Compiti assegnati:
1/ Traduca in inglese la seguente frase dell'articolo su Gabriele Lolli: «Laureatosi in Matematica a Torino, appunto, alla fine del 1965, Lolli si dedica agli studi di logica sotto la guida di Ettore Casari e Ludovico Geymonat, poi di Abraham Robinson, a Yale.»
2/ Secondo l'articolo su Gabriele Lolli, che cosa c'era di razionale nella decisione di iscriversi a Matematica? Risponda in una-tre frasi.

Testo del documento:
========
Ritratto di un logico e della sua città (Torino)
Non è solo un romanzo di formazione, quello del logico matematico Gabriele Lolli, 81 anni — Ritratto di un logico da giovane — ma un viaggio nella Torino di inizio anni Sessanta, dal liceo D’azegio all’università, tra le aule che c’erano e che non ci sono più, i compagni poi diventati colleghi, la Fiat e le lotte operaie. E poi, la scelta che sarà il crocevia del lavoro e della vita: «Nel mio diario alla data 11 settembre 1961 avevo scritto: “Ho deciso di iscrivermi a Matematica”». Dopo una sorta di anno sabbatico e qualche esame a Filosofia.
Decisione mica dovuta al fascino «di una disciplina elitaria», ma un richiamo quasi esistenziale: «Di razionale — scrive Lolli — c’era solo il fatto che in questo modo lasciavo indietro in modo definitivo le fedi o illusioni che fino ad allora mi avevano accompagnato (cattolicesimo, protestantesimo e marxismo).
Laureatosi in Matematica a Torino, appunto, alla fine del 1965, Lolli si dedica agli studi di logica sotto la guida di Ettore Casari e Ludovico Geymonat, poi di Abraham Robinson, a Yale. Per poi tornare sotto la Mole, a insegnare al Politecnico, e quindi nelle università di Salerno, Genova e Torino, fino al 2008, quando diventa professore di Filosofia della matematica alla scuola Normale Superiore di Pisa. Insomma, un gigante, della divulgazione anche: socio dell’accademia delle Scienze di Torino dal 1986, è autore di numerosi libri, tradotti anche all’estero, tra cui: Qed. Fenomenologia della dimostrazione; Matematica come narrazione; I teoremi di incompletezza.
========
[Dati di puntamento per espressioni referenziali]
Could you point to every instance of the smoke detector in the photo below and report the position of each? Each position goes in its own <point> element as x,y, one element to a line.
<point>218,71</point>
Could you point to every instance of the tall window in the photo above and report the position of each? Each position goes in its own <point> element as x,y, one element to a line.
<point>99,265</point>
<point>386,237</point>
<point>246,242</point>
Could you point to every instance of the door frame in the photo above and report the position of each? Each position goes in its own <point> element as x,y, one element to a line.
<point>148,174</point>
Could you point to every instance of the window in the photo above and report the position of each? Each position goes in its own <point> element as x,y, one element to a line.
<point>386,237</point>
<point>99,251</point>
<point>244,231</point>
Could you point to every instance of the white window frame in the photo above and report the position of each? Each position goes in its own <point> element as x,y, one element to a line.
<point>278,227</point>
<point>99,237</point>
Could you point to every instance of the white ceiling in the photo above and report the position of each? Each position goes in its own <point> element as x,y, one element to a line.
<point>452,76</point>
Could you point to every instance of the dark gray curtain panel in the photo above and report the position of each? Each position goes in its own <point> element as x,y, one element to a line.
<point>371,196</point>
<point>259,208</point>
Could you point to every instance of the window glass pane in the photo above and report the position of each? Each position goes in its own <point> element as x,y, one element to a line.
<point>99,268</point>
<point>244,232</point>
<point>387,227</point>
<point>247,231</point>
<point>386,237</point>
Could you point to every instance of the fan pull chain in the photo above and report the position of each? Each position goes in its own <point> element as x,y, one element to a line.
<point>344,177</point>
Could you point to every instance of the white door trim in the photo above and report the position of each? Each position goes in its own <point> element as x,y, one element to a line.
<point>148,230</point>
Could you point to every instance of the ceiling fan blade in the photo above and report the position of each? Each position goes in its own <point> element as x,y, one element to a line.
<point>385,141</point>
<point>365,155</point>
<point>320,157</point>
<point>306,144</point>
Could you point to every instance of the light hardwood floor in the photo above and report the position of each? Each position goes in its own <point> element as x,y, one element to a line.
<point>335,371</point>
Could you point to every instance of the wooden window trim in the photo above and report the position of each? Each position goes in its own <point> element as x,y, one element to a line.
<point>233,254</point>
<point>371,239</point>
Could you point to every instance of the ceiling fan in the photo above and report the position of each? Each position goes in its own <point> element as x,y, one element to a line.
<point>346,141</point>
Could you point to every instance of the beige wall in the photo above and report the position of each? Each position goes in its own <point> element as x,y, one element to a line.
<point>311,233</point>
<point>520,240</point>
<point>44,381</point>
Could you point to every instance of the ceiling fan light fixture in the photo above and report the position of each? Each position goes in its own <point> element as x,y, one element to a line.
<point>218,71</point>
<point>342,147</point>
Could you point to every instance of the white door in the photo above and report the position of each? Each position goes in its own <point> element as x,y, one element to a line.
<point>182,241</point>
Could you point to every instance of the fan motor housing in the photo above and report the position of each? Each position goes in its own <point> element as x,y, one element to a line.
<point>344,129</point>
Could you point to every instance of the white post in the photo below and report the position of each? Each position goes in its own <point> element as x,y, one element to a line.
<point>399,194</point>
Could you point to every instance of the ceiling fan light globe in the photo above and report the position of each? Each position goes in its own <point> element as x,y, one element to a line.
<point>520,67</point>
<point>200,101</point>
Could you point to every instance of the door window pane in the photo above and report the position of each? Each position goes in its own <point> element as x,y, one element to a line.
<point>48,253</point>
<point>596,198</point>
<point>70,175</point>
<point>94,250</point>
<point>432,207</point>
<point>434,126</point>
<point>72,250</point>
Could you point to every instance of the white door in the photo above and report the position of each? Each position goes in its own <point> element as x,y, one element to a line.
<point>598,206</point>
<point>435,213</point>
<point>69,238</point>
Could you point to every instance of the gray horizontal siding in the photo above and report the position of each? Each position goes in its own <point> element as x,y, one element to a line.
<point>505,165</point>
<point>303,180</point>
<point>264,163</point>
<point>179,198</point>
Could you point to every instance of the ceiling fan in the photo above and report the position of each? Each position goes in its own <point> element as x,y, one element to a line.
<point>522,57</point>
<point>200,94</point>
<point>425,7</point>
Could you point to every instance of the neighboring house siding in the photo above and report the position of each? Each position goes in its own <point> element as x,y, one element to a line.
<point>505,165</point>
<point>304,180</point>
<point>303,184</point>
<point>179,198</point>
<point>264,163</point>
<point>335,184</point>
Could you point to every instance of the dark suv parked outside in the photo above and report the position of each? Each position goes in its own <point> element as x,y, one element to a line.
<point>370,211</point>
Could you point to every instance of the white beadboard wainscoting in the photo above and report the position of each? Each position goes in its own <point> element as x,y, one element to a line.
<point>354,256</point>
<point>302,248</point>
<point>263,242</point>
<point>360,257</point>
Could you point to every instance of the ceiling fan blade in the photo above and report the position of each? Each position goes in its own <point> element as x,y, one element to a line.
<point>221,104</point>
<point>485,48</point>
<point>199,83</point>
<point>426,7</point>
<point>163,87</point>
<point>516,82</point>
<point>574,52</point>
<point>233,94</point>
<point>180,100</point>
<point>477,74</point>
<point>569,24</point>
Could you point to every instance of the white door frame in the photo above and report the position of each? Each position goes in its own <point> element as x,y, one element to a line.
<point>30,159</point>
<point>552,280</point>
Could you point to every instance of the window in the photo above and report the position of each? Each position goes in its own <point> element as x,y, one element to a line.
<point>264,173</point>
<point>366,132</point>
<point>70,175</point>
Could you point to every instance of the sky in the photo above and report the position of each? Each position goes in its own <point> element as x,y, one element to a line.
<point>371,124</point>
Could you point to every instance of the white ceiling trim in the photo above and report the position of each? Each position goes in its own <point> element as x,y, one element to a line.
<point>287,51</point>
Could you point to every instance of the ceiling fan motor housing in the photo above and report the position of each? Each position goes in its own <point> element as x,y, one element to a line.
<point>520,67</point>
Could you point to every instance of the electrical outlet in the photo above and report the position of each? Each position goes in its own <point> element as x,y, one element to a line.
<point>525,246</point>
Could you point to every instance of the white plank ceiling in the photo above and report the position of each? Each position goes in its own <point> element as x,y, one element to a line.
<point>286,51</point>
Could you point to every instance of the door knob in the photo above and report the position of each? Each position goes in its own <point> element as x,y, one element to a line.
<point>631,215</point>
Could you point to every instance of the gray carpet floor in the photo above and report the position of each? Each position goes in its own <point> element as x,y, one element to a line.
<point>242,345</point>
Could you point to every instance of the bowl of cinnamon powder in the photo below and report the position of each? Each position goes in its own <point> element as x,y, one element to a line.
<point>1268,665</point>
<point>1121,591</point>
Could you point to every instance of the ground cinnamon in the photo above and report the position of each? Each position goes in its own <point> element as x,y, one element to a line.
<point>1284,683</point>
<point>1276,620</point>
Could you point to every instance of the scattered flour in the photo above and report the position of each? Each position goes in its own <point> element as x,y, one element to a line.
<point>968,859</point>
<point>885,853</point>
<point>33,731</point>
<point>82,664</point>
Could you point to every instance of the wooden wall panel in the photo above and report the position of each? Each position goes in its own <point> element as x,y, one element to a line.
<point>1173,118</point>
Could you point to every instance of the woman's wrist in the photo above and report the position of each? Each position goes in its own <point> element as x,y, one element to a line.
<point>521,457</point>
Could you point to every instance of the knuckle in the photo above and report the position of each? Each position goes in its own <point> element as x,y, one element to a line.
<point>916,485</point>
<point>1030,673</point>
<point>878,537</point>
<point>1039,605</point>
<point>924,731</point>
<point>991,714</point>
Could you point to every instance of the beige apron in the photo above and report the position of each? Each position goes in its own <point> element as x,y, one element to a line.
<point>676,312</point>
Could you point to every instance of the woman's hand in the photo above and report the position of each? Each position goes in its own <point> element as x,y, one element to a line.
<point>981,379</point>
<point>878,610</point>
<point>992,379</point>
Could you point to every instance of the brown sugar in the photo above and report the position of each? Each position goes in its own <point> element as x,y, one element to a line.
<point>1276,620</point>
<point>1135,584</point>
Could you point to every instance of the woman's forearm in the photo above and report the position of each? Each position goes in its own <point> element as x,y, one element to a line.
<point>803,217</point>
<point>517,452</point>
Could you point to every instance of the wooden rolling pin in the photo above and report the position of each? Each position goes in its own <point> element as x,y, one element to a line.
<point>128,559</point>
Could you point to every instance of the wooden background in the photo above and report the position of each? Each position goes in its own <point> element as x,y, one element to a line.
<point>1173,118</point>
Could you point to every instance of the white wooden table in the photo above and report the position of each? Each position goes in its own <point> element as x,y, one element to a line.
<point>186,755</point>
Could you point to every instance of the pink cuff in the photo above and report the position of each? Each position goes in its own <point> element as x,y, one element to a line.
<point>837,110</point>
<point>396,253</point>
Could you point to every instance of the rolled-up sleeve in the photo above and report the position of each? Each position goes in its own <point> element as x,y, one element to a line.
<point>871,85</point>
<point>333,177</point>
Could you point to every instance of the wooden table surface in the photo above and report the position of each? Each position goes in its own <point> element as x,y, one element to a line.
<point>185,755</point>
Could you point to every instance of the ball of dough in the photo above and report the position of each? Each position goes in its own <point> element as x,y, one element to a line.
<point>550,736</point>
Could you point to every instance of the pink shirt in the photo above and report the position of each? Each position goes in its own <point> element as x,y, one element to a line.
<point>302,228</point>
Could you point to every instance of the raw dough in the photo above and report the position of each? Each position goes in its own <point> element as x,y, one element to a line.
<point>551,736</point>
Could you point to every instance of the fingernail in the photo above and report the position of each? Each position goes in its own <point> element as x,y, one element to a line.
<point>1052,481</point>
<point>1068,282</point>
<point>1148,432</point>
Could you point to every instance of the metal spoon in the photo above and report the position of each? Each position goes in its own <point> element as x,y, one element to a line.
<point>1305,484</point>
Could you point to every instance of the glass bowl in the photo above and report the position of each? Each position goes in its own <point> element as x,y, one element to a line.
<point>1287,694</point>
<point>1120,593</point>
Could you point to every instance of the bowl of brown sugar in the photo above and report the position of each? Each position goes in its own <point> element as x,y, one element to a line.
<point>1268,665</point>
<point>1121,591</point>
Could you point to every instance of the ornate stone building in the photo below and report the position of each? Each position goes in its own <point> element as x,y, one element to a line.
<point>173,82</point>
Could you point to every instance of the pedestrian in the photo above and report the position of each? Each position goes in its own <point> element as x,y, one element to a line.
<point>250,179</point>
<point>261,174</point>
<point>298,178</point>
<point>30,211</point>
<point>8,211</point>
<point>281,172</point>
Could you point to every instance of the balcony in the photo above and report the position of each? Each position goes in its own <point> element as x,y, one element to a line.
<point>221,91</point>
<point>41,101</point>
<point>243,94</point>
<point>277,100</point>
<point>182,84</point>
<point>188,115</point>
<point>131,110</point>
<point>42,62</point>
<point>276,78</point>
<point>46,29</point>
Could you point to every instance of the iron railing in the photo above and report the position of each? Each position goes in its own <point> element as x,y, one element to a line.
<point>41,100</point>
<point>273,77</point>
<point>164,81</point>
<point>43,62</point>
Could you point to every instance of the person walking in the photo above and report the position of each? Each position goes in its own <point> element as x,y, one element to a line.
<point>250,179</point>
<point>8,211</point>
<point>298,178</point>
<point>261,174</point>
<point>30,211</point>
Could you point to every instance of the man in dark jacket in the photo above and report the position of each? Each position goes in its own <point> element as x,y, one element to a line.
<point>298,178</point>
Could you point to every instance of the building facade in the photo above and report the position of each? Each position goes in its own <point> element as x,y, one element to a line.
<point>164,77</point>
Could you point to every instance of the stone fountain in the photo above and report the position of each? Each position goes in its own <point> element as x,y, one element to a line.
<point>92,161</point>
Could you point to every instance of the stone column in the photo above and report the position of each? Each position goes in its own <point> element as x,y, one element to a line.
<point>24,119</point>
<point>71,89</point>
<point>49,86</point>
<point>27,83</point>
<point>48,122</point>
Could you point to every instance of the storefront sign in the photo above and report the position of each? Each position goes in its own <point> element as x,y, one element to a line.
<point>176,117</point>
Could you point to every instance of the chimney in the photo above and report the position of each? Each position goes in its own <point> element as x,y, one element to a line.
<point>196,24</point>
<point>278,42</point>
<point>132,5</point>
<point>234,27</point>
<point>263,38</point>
========
Elenco delle soluzioni:
1/ Having graduated in Mathematics in Turin, as it happens, at the end of 1965, Lolli devoted himself to the study of logic under the guidance of Ettore Casari and Ludovico Geymonat, then of Abraham Robinson, at Yale.

2/ Secondo Lolli, l'unico elemento razionale era che in questo modo lasciava indietro in modo definitivo le fedi o illusioni che fino ad allora lo avevano accompagnato: cattolicesimo, protestantesimo e marxismo. La decisione non era dovuta al fascino di una disciplina elitaria. Si trattava invece di un richiamo quasi esistenziale.